(READING PASSAGE)

* * * *

On Aug 15, 2016 7:26 PM, "Rich Prohaska" <prohaska7@xxxxxxxxx> wrote:

Hello Kristian,
I have a prototype of the TokuFT code that will cause ALL lock waiters to
call their killed callback here: https://github.com/
prohaska7/tokuft/tree/kill_lockers

On Mon, Aug 15, 2016 at 11:51 AM, Rich Prohaska <prohaska7@xxxxxxxxx> wrote:

> Hello Kristian,
> See attached snapshot of slave threads and tokudb locks.  Thread 16 is
> waiting for a tokudb lock held by thread 16, which is waiting for a tokudb
> lock held by thread 14.  Thread 14 is waiting for a prior transaction to
> complete, presumably either thread 15 or 16.  So, we have a deadlock that
> tokudb can not detect because the ordering constraint is not available to
> tokudb.  I assume that the optimistic scheduler killed thread 16, but since
> tokudb does not implement the kill_query function, the deadlock is only
> resolved when the tokudb lock timer pops.

* * * *

(SET TASKS)
1. List every thread number mentioned in the TokuDB email.
2. Answer from the TokuDB email:
(a) What does the prototype of the TokuFT code make all lock waiters do?
(b) Why can't tokudb detect the deadlock?
(c) When is the deadlock resolved?
3. Write a continuation of the email about TokuDB lock waits, starting after its final sentence.

* * * *

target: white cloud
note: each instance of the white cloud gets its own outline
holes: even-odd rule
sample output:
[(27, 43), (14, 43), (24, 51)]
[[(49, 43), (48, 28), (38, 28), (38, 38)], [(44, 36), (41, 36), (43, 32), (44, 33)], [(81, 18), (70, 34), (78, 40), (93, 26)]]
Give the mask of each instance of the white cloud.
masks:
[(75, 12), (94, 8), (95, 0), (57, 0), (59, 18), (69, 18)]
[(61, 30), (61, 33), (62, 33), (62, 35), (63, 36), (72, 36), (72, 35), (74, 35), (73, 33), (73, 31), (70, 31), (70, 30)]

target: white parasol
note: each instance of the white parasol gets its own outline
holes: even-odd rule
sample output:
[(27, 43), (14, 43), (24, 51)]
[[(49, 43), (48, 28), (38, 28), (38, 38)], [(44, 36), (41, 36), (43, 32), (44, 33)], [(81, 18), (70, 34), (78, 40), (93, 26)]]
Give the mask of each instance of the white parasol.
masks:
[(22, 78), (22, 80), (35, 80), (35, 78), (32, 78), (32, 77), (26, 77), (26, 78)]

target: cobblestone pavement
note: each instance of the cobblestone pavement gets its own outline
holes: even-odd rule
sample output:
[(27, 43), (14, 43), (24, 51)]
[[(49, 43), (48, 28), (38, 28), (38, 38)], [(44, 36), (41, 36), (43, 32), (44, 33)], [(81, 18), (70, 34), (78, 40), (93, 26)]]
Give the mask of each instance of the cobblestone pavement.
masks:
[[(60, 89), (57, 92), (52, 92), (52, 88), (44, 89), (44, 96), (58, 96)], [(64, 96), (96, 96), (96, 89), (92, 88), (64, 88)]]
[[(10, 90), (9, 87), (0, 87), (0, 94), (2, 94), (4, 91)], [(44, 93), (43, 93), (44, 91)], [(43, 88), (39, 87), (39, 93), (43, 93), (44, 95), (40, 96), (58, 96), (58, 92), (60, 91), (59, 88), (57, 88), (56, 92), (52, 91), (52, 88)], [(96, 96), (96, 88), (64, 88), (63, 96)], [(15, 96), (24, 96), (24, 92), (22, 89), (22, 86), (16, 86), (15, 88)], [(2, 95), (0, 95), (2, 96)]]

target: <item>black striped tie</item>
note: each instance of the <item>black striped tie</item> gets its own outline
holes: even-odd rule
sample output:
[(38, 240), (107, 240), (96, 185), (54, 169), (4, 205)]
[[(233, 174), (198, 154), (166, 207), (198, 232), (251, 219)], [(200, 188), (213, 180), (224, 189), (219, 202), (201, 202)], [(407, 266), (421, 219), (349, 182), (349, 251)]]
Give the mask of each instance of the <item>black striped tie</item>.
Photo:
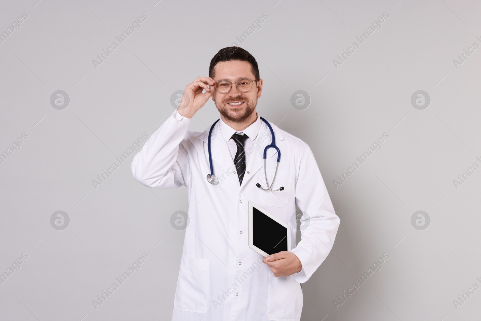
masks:
[(237, 176), (239, 178), (239, 183), (242, 185), (242, 180), (244, 178), (244, 173), (245, 172), (245, 152), (244, 151), (244, 143), (248, 136), (245, 134), (241, 135), (234, 134), (232, 135), (232, 139), (237, 145), (237, 152), (234, 158), (234, 164), (237, 170)]

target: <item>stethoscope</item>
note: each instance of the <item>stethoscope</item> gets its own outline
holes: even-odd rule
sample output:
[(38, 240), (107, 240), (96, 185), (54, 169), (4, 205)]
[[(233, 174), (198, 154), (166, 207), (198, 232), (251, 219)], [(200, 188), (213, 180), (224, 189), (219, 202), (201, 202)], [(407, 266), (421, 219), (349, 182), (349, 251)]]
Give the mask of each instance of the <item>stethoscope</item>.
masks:
[[(270, 130), (271, 135), (272, 136), (272, 142), (270, 145), (267, 145), (264, 148), (264, 175), (266, 177), (266, 185), (267, 185), (267, 188), (264, 188), (261, 187), (261, 184), (257, 183), (255, 184), (255, 186), (259, 188), (262, 188), (264, 191), (269, 191), (271, 190), (272, 192), (276, 192), (277, 191), (282, 191), (284, 190), (284, 187), (281, 186), (277, 190), (272, 189), (272, 185), (274, 185), (274, 182), (276, 180), (276, 175), (277, 175), (277, 169), (279, 167), (279, 161), (280, 160), (280, 151), (279, 150), (279, 148), (276, 146), (276, 138), (274, 135), (274, 130), (272, 130), (272, 127), (271, 127), (270, 124), (269, 124), (267, 120), (262, 118), (260, 117), (261, 119), (269, 127), (269, 130)], [(212, 167), (212, 156), (211, 154), (211, 136), (212, 134), (212, 130), (214, 129), (214, 127), (215, 126), (217, 122), (219, 121), (220, 119), (217, 119), (215, 122), (212, 124), (212, 126), (211, 127), (210, 130), (209, 131), (209, 138), (208, 141), (207, 141), (207, 147), (209, 150), (209, 164), (210, 165), (211, 172), (210, 174), (207, 174), (207, 181), (213, 185), (217, 185), (219, 183), (219, 180), (217, 179), (215, 175), (214, 175), (214, 168)], [(269, 183), (267, 182), (267, 171), (266, 169), (266, 157), (267, 155), (267, 149), (273, 147), (276, 149), (277, 151), (277, 165), (276, 166), (276, 172), (274, 174), (274, 179), (272, 180), (272, 182), (269, 185)]]

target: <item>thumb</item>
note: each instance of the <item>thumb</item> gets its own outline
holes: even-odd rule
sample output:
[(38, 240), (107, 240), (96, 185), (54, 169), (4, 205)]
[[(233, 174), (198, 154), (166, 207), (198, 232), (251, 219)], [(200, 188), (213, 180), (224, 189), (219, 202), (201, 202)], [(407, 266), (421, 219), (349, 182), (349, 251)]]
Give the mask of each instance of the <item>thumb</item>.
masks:
[(274, 253), (274, 254), (271, 254), (268, 257), (266, 258), (266, 260), (268, 262), (271, 262), (272, 261), (275, 261), (277, 259), (277, 253)]

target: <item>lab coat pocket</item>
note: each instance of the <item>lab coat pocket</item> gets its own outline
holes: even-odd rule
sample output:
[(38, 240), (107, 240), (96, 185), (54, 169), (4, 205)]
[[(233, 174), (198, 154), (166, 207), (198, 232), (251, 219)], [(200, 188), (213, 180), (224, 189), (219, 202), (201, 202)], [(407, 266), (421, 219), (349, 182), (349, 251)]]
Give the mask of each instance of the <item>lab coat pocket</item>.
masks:
[[(277, 190), (281, 186), (284, 187), (282, 191), (272, 192), (270, 190), (264, 191), (259, 189), (259, 200), (260, 202), (266, 206), (282, 207), (286, 205), (289, 201), (289, 194), (291, 193), (291, 173), (283, 169), (278, 169), (276, 176), (276, 180), (272, 185), (273, 190)], [(257, 172), (257, 177), (260, 180), (261, 186), (263, 188), (267, 188), (266, 184), (266, 176), (263, 169)], [(274, 173), (267, 174), (267, 180), (269, 184), (272, 183)]]
[(270, 271), (266, 314), (269, 320), (299, 321), (302, 312), (302, 289), (292, 275), (275, 277)]
[(205, 313), (209, 309), (210, 294), (209, 259), (183, 255), (174, 308)]

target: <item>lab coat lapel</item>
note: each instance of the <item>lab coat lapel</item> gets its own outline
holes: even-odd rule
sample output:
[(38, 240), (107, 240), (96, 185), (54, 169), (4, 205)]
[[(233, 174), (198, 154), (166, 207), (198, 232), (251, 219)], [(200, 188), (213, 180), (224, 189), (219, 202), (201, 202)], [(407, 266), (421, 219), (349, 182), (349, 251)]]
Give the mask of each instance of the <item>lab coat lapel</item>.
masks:
[[(282, 136), (280, 130), (276, 125), (270, 122), (269, 122), (272, 127), (273, 130), (274, 130), (274, 135), (276, 136), (276, 143), (278, 141), (283, 140), (284, 137)], [(266, 135), (266, 133), (267, 135)], [(265, 137), (267, 137), (267, 138), (265, 139), (262, 143), (259, 143), (259, 142), (260, 141), (260, 138)], [(255, 179), (253, 182), (249, 182), (251, 180), (251, 179), (254, 177), (259, 170), (262, 169), (264, 170), (264, 149), (267, 145), (269, 145), (272, 141), (272, 138), (270, 133), (270, 130), (266, 123), (262, 121), (262, 125), (259, 130), (259, 133), (257, 134), (257, 137), (254, 140), (254, 142), (259, 144), (260, 146), (260, 148), (255, 149), (253, 147), (253, 151), (246, 151), (246, 153), (248, 153), (248, 158), (247, 158), (247, 162), (246, 165), (246, 173), (248, 171), (249, 174), (247, 176), (244, 175), (244, 179), (242, 180), (242, 187), (247, 186), (248, 184), (252, 184), (255, 186), (255, 184), (258, 182), (255, 181)], [(251, 152), (252, 154), (250, 154)], [(275, 148), (269, 148), (267, 150), (266, 161), (268, 167), (269, 166), (274, 166), (274, 168), (276, 168), (275, 166), (277, 162), (277, 153), (276, 152)], [(272, 165), (271, 164), (274, 165)]]
[[(206, 175), (210, 172), (210, 168), (209, 167), (209, 149), (207, 144), (210, 129), (210, 127), (209, 127), (199, 137), (202, 141), (204, 141), (204, 152), (207, 164), (207, 171), (206, 172)], [(232, 186), (230, 184), (228, 184), (228, 182), (232, 180), (234, 183), (237, 182), (237, 184), (234, 183), (232, 185), (240, 189), (240, 187), (239, 184), (239, 179), (237, 174), (233, 173), (235, 171), (234, 161), (232, 160), (230, 151), (227, 145), (227, 142), (226, 141), (226, 140), (222, 136), (219, 128), (218, 122), (215, 124), (212, 130), (211, 137), (211, 154), (212, 156), (214, 174), (217, 177), (219, 180), (219, 183), (216, 185), (216, 188), (223, 188), (224, 187), (223, 185), (225, 184), (226, 188), (231, 189)], [(233, 180), (233, 178), (235, 180)], [(228, 185), (228, 187), (227, 187)]]

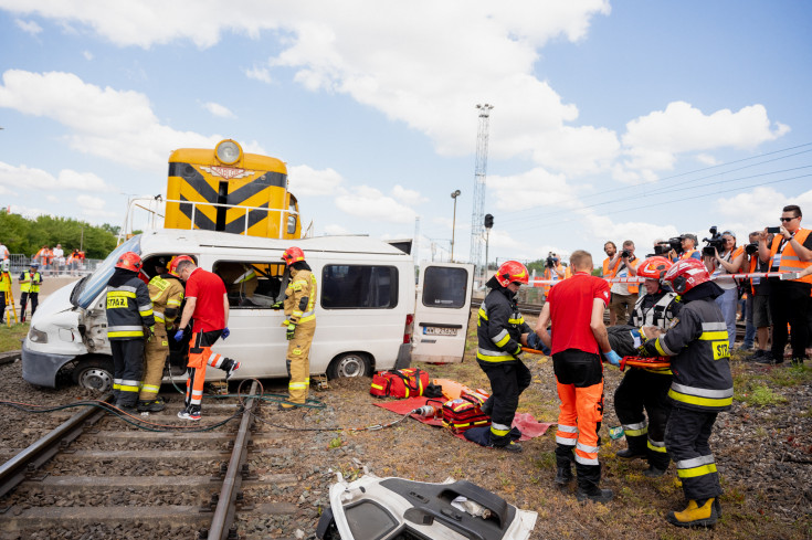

* * * *

(ANSWERS FOR THE TASKS)
1. 14, 15, 16

2.
(a) Call their killed callback.
(b) The ordering constraint is not available to tokudb.
(c) Only when the tokudb lock timer pops.

3.
>
> On Mon, Aug 15, 2016 at 8:16 AM, Rich Prohaska <prohaska7@xxxxxxxxx>
> wrote:
>
>> Hello Kristian,
>> The simplest kill_query implementation for tokudb would just signal all
>> of the pending lock request's condition variables.  This would cause the
>> killed callback to be called.  A performance refinement, if necessary,
>> would allow thread A (executing the kill_query function) to identify and
>> signal a condition variable for a blocked thread B.
>>
>> On Mon, Aug 15, 2016 at 5:42 AM, Kristian Nielsen <
>> knielsen@xxxxxxxxxxxxxxx> wrote:
>>
>>> Rich Prohaska <prohaska7@xxxxxxxxx> writes:
>>>
>>> > tokudb lock timeouts are resolving the replication stall.
>>> unfortunately,
>>> > the tokudb lock timeout is 4 seconds, so the throughput is almost zero.
>>>
>>> Yes. Sorry for not making it clear that my proof-of-concept patch was
>>> incomplete...
>>>
>>> >> > I suspect that the poor slave replication performance for optimistic
>>> >> > replication occurs because TokuDB does not implement the kill_query
>>> >> > handlerton function.  kill_handlerton gets called to resolve lock
>>> wait
>>>
>>> >> Possibly, but I'm not sure it's that important. The kill will be
>>> effective
>>> >> as soon as the wait is over.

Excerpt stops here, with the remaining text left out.